#### Provided data
■ ■ ■ ■ ■ ■ ■

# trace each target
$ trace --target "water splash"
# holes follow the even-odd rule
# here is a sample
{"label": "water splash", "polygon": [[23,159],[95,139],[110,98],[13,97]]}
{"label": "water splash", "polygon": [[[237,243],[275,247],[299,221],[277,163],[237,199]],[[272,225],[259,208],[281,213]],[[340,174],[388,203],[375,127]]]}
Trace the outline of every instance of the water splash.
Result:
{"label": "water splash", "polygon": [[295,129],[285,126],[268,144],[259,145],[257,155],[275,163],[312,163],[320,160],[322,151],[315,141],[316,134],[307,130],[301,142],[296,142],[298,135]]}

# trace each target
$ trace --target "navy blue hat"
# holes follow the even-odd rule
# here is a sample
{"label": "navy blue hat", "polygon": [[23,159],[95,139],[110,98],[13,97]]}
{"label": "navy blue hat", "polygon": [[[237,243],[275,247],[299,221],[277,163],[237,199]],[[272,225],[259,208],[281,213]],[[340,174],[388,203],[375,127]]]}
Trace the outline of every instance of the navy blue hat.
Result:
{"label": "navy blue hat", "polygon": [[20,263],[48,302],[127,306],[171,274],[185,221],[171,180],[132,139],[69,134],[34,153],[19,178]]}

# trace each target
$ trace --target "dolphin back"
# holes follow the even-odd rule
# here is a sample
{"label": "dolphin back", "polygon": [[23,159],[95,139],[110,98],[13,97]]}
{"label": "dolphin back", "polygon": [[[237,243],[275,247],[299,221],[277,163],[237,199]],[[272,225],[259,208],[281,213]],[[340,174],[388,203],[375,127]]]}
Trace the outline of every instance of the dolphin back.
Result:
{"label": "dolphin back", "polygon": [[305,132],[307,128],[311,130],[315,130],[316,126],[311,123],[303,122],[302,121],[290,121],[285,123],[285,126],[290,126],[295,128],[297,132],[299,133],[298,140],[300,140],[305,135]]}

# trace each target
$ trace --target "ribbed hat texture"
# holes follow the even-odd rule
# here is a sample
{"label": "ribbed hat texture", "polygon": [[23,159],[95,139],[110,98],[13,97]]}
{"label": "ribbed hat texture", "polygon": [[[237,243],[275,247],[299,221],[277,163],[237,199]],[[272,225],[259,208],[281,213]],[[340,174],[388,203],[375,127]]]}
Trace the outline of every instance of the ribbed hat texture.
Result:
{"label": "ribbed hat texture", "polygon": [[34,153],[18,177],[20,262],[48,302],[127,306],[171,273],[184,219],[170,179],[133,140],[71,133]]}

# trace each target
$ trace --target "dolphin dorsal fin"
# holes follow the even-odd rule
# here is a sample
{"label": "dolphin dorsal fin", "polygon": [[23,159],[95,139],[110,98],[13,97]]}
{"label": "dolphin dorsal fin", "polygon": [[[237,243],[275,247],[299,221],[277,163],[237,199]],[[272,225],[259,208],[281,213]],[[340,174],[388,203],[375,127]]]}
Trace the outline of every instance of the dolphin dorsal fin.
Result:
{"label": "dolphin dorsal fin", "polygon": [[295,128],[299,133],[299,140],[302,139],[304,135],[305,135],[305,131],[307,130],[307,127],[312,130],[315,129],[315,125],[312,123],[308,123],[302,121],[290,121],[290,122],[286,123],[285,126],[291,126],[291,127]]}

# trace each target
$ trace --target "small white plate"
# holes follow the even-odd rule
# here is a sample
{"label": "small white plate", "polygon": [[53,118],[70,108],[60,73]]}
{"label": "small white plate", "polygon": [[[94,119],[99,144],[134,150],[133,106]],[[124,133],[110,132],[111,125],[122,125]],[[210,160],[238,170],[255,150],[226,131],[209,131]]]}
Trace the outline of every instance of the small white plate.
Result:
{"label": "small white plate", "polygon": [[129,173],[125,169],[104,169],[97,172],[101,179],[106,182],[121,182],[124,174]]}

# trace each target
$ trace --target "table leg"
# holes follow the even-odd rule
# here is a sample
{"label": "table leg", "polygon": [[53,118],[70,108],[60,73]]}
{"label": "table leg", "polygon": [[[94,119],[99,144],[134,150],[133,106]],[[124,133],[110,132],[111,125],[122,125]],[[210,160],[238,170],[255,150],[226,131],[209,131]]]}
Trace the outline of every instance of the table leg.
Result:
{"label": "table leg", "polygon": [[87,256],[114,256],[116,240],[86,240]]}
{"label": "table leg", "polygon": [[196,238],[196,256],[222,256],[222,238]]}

■ ■ ■ ■ ■ ■ ■

#### Task to carry out
Can you pick out every line in the entries above that contains the word "white" and copy each one in full?

#### Exercise answer
$ trace --target "small white plate"
{"label": "small white plate", "polygon": [[53,118],[70,108],[60,73]]}
{"label": "small white plate", "polygon": [[[94,119],[99,144],[134,150],[133,106]],[[124,133],[110,132],[111,125],[122,125]],[[210,160],[238,170],[255,150],[226,131],[209,131]]]}
Trace the outline of every instance of the small white plate.
{"label": "small white plate", "polygon": [[129,173],[125,169],[104,169],[97,172],[101,179],[106,182],[121,182],[124,174]]}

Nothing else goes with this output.